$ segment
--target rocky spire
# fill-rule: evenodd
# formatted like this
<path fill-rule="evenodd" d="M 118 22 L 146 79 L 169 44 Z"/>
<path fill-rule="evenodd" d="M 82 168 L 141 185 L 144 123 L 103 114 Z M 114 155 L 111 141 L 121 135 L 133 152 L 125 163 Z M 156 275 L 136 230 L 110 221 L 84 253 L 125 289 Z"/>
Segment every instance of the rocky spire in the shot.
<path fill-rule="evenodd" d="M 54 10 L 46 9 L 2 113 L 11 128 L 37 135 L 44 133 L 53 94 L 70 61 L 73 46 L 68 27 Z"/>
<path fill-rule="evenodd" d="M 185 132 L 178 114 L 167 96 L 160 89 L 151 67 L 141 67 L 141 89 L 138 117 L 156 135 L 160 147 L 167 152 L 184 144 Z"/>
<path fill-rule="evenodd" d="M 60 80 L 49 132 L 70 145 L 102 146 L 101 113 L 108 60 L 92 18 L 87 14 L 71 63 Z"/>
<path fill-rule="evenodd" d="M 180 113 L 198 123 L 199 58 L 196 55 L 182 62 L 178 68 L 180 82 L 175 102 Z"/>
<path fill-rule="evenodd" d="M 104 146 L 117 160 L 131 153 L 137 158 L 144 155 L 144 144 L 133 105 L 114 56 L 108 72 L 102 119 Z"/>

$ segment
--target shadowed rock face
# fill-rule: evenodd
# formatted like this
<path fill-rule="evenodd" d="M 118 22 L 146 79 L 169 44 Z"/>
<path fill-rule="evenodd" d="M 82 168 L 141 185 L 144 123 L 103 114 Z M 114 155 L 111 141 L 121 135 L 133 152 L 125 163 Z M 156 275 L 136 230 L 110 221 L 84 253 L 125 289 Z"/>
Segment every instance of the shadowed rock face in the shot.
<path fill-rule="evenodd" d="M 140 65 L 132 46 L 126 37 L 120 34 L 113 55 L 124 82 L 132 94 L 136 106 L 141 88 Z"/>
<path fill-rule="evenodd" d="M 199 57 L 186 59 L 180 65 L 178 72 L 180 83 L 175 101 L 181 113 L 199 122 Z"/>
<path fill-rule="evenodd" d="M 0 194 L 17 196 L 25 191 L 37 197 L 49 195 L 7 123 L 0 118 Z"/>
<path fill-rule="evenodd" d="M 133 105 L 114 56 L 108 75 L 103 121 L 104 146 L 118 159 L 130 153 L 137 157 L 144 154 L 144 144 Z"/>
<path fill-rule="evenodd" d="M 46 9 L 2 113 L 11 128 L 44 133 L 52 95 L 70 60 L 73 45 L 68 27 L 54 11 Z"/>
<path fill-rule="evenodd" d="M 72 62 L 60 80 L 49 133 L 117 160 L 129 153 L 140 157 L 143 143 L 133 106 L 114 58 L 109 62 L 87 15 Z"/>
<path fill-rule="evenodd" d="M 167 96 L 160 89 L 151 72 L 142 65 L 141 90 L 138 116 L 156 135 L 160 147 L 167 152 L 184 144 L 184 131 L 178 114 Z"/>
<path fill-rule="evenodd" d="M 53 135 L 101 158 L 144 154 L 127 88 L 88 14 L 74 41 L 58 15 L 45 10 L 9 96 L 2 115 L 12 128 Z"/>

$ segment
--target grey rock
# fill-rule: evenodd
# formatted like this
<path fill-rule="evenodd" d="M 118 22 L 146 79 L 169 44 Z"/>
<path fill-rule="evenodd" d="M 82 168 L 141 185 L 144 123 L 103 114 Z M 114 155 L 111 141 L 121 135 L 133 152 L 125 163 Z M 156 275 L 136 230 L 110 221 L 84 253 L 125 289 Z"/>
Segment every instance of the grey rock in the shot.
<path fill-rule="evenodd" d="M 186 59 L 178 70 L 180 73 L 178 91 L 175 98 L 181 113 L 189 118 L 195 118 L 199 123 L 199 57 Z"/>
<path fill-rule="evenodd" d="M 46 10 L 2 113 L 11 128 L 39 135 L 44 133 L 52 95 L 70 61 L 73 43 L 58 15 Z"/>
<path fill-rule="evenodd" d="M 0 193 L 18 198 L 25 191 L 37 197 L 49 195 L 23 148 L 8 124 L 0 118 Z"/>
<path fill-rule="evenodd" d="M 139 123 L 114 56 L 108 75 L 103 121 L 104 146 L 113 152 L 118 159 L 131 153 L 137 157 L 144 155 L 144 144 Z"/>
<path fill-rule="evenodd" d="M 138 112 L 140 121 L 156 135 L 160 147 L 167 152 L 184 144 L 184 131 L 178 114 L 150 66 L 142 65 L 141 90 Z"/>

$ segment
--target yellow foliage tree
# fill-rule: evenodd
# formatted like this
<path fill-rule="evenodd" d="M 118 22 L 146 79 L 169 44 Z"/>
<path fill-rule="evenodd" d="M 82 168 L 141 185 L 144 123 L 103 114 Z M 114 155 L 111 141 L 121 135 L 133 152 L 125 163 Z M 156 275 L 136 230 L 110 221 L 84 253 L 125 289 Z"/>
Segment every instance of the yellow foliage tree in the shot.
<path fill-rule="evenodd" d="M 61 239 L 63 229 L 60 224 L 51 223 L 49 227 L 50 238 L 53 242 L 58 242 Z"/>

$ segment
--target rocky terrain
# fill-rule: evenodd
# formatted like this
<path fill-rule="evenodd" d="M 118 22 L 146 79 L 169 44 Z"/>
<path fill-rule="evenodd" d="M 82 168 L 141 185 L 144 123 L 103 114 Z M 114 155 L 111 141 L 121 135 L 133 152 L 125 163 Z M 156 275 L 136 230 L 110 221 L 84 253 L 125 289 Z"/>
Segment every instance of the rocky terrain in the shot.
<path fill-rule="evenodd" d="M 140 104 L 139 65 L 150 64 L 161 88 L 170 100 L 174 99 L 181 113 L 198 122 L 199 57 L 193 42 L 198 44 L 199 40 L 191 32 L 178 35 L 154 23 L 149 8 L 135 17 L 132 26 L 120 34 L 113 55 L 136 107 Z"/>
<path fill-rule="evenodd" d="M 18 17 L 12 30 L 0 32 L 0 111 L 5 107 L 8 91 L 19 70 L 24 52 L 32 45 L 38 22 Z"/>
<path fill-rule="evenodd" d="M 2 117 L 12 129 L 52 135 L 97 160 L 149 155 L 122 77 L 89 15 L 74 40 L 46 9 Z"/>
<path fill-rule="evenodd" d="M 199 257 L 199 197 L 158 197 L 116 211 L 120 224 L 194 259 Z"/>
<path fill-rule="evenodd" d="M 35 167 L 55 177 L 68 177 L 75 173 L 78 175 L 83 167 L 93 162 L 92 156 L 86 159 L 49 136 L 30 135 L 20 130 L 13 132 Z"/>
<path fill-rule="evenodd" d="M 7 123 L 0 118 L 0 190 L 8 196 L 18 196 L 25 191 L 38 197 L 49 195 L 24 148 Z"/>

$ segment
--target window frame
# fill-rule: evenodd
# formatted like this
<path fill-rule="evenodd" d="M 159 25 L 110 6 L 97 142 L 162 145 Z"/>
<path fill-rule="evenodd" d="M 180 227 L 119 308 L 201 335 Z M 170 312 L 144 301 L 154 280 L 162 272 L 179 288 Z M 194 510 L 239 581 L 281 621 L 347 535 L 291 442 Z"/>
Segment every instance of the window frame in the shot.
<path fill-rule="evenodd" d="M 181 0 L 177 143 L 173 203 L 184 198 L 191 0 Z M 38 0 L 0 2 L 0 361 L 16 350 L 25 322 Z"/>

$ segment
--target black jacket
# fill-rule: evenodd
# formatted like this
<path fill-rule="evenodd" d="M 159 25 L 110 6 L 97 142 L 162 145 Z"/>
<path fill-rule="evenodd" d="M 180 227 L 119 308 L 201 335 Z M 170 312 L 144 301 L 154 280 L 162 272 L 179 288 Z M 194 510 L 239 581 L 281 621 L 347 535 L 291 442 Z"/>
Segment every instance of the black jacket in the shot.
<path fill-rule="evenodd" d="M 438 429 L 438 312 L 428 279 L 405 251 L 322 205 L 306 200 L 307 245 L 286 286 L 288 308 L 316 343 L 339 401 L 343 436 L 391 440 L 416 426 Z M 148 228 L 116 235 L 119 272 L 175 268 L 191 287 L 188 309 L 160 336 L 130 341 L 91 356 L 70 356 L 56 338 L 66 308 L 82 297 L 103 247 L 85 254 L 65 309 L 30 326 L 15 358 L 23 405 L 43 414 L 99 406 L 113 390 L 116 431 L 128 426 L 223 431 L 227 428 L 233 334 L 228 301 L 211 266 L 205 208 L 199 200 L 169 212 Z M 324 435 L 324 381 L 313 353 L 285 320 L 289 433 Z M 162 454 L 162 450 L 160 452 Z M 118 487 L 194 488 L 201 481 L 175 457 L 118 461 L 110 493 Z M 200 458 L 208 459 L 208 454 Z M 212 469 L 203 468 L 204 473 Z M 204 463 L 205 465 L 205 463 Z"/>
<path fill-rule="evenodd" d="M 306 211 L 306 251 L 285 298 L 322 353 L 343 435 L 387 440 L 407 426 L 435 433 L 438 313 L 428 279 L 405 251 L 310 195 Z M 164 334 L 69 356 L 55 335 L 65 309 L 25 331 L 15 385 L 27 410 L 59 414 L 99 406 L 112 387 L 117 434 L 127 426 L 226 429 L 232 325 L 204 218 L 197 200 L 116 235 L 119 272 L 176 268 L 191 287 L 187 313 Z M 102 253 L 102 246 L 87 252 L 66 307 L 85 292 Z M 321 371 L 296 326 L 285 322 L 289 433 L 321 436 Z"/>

------------------------

Return every line of the entries above that contains the string "jacket", treating uppercase and lowercase letters as distinct.

--target black jacket
Segment every instance of the black jacket in the shot.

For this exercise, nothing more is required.